Founded in 1949 by the New York–based public relations department of the Arabian American Oil Company (Aramco), Aramco World is the oldest English-language arts and culture publication in the Middle East. Rechristened Saudi Aramco World some years after the oil company was nationalized, the magazine today boasts several hundred thousand readers. Based over the years in New York, Beirut, The Hague, and Houston, Texas, it has been a curiously indispensable “intercultural resource” for six decades and counting.
In preparing the latest version of the Bidoun Library, we acquired a heap of copies of Aramco World from the 1960s and 1970s, and we were really just blown away. By the design, the imagery, the stories: I am haunted (in the best way) by that 1979 cover story about the Arab version of Sesame Street. How is it that a promotional vehicle produced and freely distributed by an oil company should have been such a great magazine? Didn’t it start out as a company newsletter?
William Tracy, writer and photographer, assistant editor 1967–1977: It started off as an in-house magazine, talking about bowling and, you know, Wanda in accounting is getting married to Joe in engineering. And they figured that their employees would do a better job working with Arabs if they knew, say, that Arabian horses came from Arabia. So there’d be an article about Arabian horses. Obvious stuff like that. And then popular stuff, like: Wow, did you know Arabs eat ice cream? And that they make it in Damascus? And when they started putting articles like that in the magazine, the employees began to give copies to their kids to take to school, and the schoolteachers would write Aramco and say, “Could I get this regularly? That article about ice cream was really fun for the kids.” So they started tilting toward those more popular articles and sending it to public schools around the country. And gradually it just worked up the scale until it was adults talking about adult things — the idea being that Arabs are real people with art and sports and culture, and that maybe knowing about all that would make it easier to do business.

» Exercise instructions
(a) According to the Aramco World article, what group founded the magazine in 1949?
(b) Name every city the Aramco World article gives as a base of the magazine over the years.

» Stored rows
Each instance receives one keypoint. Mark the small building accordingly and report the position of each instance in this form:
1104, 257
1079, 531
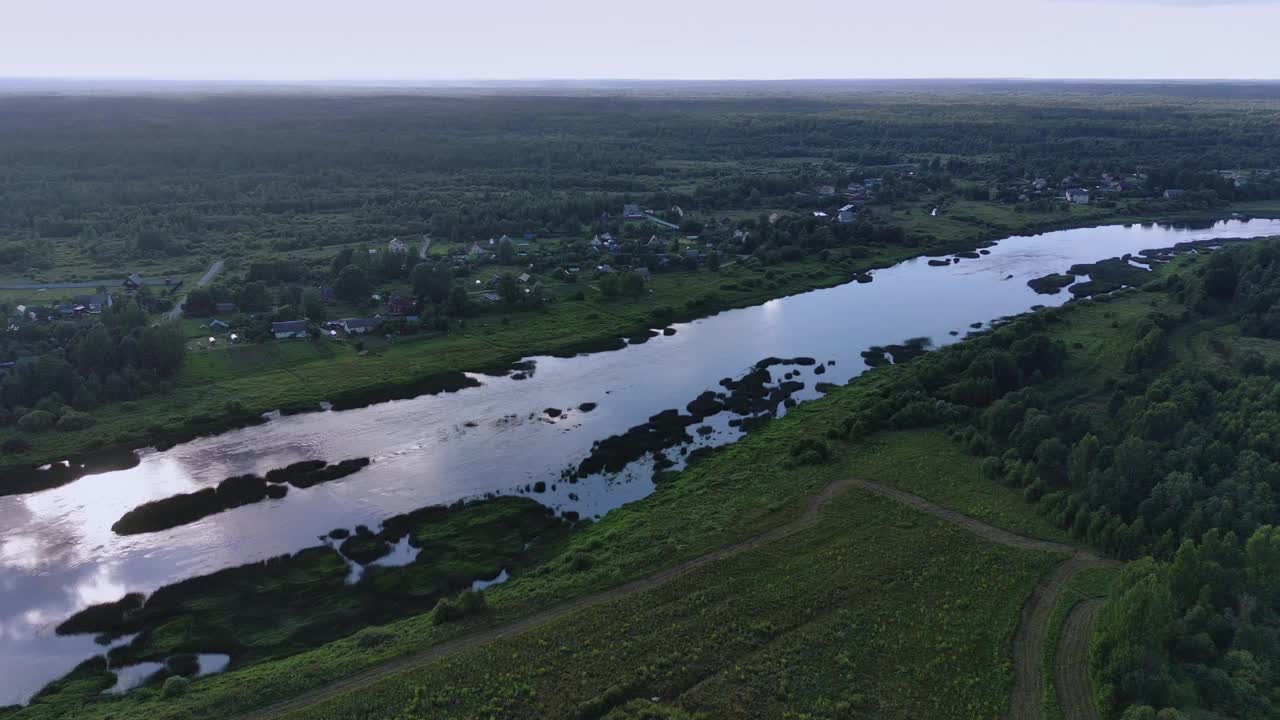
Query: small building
289, 329
402, 305
94, 304
1078, 196
360, 326
132, 283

» Task-by-task answers
(a) The New York–based public relations department of the Arabian American Oil Company (Aramco).

(b) New York, Beirut, The Hague, and Houston, Texas.